**Problem requirements:**
Rewrite all of the records below, replacing "thickest part" with "widest part" and leaving everything else unchanged. Omit the pictures from your version.

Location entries
______________________________

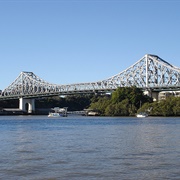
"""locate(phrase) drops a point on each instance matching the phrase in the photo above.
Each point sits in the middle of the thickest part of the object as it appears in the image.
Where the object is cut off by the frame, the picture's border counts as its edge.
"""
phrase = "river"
(78, 148)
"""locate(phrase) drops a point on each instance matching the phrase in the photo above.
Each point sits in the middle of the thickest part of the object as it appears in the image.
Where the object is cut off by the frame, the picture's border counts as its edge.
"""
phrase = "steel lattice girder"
(149, 72)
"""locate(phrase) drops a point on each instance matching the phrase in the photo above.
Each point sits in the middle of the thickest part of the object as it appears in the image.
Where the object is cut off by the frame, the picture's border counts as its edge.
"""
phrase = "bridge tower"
(27, 105)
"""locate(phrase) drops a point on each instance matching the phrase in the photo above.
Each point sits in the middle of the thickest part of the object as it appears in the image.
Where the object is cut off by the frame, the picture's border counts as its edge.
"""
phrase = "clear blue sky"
(74, 41)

______________________________

**Exercise answer:**
"""locate(phrase) drops a point on each instance matching the phrase in the photo above.
Each point sits in the middle of the widest part of the object as it appears in the image.
Where the object is cut off by the frame, the picture's border counts as its edge.
"""
phrase = "river"
(78, 148)
"""locate(phrase) drops a point on each instance matching the phrase in the photo above.
Each point sits in the middle of the widest part of the object as it appears in the image.
Where the object is cut off by the frame, the picture's border counts as its edge.
"""
phrase = "steel lattice girder"
(149, 72)
"""locate(phrase) drops a point on each instance matching the phrase in the photo above.
Each point sits in the middle of the widest part of the object as it appears in the image.
Where the object is cut off by the frame, the picture's border counts as its edge.
"""
phrase = "bridge tower"
(27, 105)
"""locate(phrase) drops a point on each instance matching the phrase in the photo above.
Each point sits in the middle of the widest part of the object as it appears in the image.
Where the object is cut off by the frame, the picture's border counts as its edge.
"""
phrase = "clear blue sky"
(74, 41)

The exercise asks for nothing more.